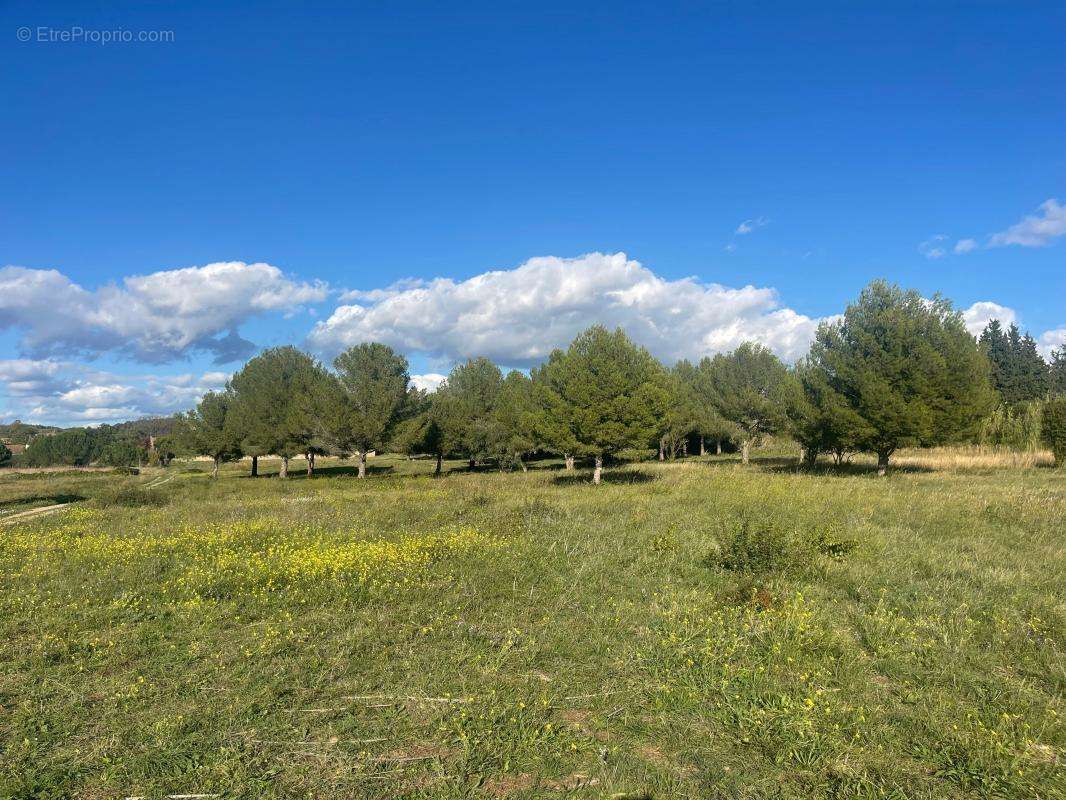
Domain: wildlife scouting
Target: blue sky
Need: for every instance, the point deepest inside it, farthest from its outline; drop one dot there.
(349, 148)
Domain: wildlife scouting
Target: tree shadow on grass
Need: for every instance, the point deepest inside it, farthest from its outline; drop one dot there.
(841, 470)
(41, 500)
(623, 477)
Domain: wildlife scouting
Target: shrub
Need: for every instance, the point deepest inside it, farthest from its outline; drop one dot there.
(770, 544)
(1054, 429)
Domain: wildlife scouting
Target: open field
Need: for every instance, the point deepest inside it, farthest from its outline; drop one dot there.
(684, 630)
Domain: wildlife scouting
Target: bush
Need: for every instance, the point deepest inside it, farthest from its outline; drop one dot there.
(769, 544)
(1054, 429)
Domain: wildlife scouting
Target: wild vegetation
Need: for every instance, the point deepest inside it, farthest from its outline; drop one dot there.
(693, 629)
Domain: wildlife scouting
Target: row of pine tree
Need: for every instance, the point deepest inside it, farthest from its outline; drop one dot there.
(895, 370)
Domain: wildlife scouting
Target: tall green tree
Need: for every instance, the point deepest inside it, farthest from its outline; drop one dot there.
(277, 404)
(204, 431)
(612, 392)
(514, 425)
(1017, 371)
(819, 418)
(746, 386)
(470, 394)
(374, 380)
(552, 421)
(906, 367)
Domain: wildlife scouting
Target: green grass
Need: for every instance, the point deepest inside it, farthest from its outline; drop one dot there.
(489, 635)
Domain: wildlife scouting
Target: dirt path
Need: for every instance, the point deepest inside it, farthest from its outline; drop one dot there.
(23, 515)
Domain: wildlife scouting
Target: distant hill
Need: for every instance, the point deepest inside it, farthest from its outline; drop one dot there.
(20, 433)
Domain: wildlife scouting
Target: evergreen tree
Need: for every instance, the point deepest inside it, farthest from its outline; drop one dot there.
(278, 404)
(514, 420)
(471, 393)
(747, 392)
(552, 422)
(374, 380)
(1017, 370)
(204, 431)
(612, 392)
(907, 369)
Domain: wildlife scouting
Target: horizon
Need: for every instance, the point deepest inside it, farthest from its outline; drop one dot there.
(489, 181)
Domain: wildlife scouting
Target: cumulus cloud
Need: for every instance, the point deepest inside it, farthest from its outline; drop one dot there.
(750, 225)
(151, 318)
(1036, 230)
(64, 393)
(427, 382)
(516, 317)
(933, 248)
(983, 312)
(1051, 340)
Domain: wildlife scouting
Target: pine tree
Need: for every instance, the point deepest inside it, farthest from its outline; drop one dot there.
(514, 420)
(374, 380)
(906, 367)
(1017, 370)
(278, 404)
(612, 394)
(746, 386)
(552, 422)
(471, 390)
(204, 430)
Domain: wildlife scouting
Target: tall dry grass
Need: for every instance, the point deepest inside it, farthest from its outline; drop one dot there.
(972, 457)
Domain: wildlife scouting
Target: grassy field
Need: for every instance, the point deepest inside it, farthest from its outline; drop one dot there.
(685, 630)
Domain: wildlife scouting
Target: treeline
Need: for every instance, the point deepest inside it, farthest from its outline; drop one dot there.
(126, 445)
(897, 370)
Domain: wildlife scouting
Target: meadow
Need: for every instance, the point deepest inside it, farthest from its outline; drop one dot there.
(688, 629)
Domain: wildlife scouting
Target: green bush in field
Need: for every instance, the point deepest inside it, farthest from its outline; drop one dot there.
(771, 544)
(1054, 429)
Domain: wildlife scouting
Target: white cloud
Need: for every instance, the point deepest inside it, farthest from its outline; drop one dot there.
(151, 318)
(981, 313)
(516, 317)
(1051, 340)
(749, 225)
(427, 382)
(933, 248)
(63, 393)
(1035, 230)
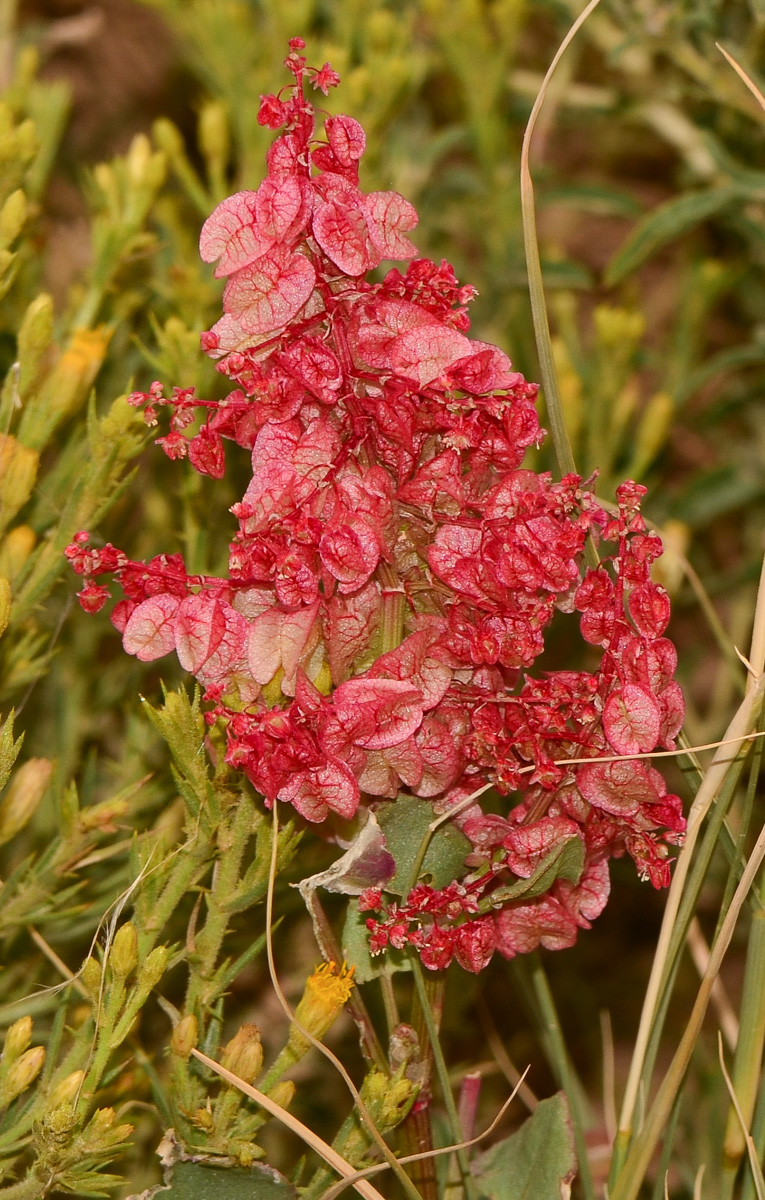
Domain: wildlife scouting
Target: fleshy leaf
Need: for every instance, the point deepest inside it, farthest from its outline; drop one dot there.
(537, 1162)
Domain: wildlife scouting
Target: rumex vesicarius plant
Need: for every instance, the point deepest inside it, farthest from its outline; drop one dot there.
(396, 569)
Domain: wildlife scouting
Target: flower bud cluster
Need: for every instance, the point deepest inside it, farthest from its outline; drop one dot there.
(396, 570)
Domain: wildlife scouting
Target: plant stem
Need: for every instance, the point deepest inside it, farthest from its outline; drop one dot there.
(560, 1063)
(443, 1073)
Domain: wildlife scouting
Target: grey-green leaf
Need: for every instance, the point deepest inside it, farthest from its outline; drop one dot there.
(565, 862)
(405, 825)
(535, 1163)
(355, 943)
(193, 1181)
(666, 223)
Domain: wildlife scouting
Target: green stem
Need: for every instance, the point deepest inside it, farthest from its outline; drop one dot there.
(562, 1068)
(444, 1080)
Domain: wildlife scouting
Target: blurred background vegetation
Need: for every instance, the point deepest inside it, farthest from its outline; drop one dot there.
(121, 126)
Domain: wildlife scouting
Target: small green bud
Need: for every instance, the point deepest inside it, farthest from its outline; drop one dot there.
(17, 1038)
(23, 1073)
(12, 217)
(168, 137)
(34, 337)
(26, 141)
(244, 1054)
(282, 1093)
(651, 432)
(185, 1036)
(104, 815)
(152, 969)
(24, 792)
(214, 133)
(90, 977)
(124, 953)
(203, 1119)
(66, 1090)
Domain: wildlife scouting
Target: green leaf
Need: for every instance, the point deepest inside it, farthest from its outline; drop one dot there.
(193, 1181)
(535, 1163)
(666, 223)
(355, 942)
(566, 862)
(405, 825)
(8, 749)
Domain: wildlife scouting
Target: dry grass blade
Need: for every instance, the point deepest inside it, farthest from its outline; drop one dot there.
(311, 1139)
(335, 1191)
(559, 431)
(739, 727)
(757, 1170)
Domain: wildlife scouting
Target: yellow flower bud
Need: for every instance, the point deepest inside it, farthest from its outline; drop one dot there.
(14, 550)
(326, 991)
(17, 1038)
(244, 1054)
(203, 1119)
(168, 138)
(5, 604)
(23, 1073)
(154, 967)
(18, 472)
(104, 815)
(124, 953)
(185, 1036)
(34, 337)
(90, 977)
(214, 133)
(23, 797)
(12, 217)
(66, 1090)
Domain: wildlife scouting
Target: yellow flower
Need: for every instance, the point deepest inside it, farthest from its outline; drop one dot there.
(326, 991)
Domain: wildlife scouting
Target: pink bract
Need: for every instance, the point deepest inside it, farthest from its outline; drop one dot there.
(396, 569)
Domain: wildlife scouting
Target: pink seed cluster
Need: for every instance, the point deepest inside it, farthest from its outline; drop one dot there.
(396, 570)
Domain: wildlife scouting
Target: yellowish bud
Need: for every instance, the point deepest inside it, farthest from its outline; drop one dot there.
(5, 604)
(23, 1073)
(17, 1038)
(104, 815)
(23, 796)
(203, 1119)
(34, 337)
(66, 1090)
(244, 1054)
(12, 217)
(26, 139)
(185, 1036)
(168, 137)
(326, 991)
(651, 432)
(90, 977)
(18, 472)
(154, 967)
(14, 550)
(124, 953)
(616, 327)
(214, 133)
(282, 1093)
(71, 379)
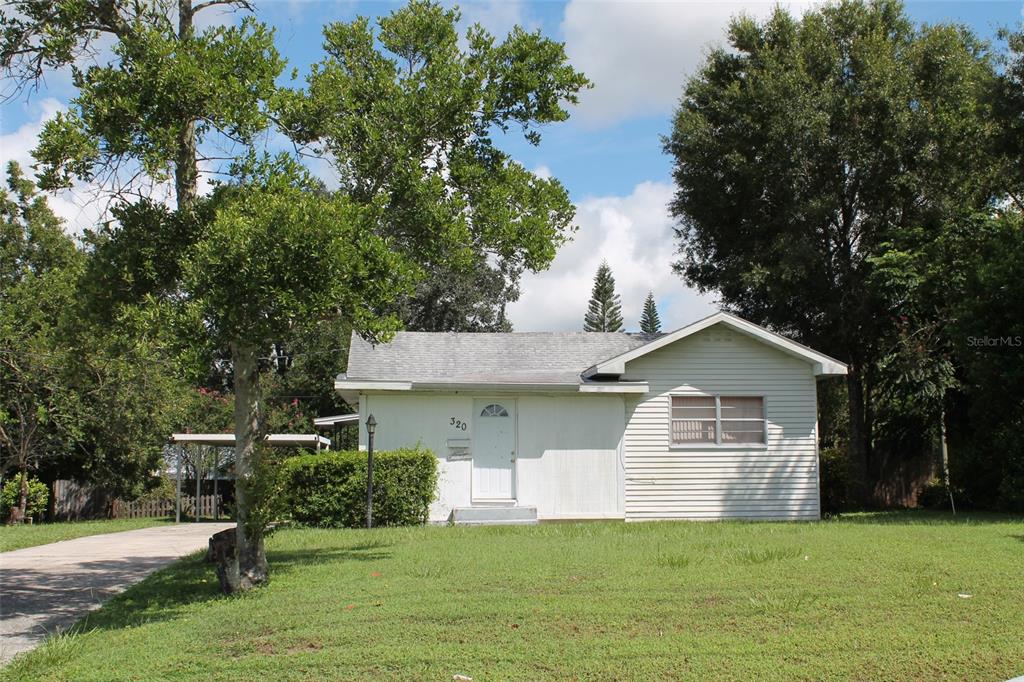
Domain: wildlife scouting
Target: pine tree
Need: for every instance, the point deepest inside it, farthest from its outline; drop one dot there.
(649, 322)
(605, 311)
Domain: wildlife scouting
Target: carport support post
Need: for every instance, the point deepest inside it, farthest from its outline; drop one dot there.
(199, 459)
(177, 499)
(216, 506)
(371, 427)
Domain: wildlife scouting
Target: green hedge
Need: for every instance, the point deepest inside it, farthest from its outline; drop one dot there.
(329, 489)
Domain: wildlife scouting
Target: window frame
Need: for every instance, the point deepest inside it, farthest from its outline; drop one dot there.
(718, 444)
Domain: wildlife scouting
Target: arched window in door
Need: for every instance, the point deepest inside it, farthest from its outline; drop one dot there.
(494, 410)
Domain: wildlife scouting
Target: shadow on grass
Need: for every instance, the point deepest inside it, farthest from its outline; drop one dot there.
(167, 593)
(288, 560)
(926, 517)
(161, 596)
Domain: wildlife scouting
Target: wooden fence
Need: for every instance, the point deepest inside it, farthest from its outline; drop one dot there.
(71, 501)
(208, 506)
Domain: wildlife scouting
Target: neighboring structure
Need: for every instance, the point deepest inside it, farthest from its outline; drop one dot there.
(716, 420)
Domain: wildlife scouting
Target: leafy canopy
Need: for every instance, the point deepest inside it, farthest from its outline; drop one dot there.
(410, 119)
(276, 252)
(808, 144)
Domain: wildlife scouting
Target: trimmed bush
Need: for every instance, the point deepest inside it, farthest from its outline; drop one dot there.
(39, 496)
(329, 489)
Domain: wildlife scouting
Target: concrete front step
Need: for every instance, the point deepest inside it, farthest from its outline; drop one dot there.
(494, 515)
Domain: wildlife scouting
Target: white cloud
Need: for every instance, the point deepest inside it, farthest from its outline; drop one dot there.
(498, 16)
(543, 172)
(638, 54)
(78, 209)
(634, 235)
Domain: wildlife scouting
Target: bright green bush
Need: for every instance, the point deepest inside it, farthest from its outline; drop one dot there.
(39, 495)
(330, 488)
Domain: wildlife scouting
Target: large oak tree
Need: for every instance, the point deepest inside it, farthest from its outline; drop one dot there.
(807, 146)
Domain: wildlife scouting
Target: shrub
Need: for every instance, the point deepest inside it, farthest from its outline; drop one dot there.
(330, 488)
(834, 480)
(39, 495)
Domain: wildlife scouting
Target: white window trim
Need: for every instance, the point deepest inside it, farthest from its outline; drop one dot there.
(718, 444)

---

# OBJECTIVE
List every line above that contains the word "bush", matching case exactly.

# CORRECT ANSWER
Target: bush
Target: green bush in field
Target: trimmed bush
Target: bright green bush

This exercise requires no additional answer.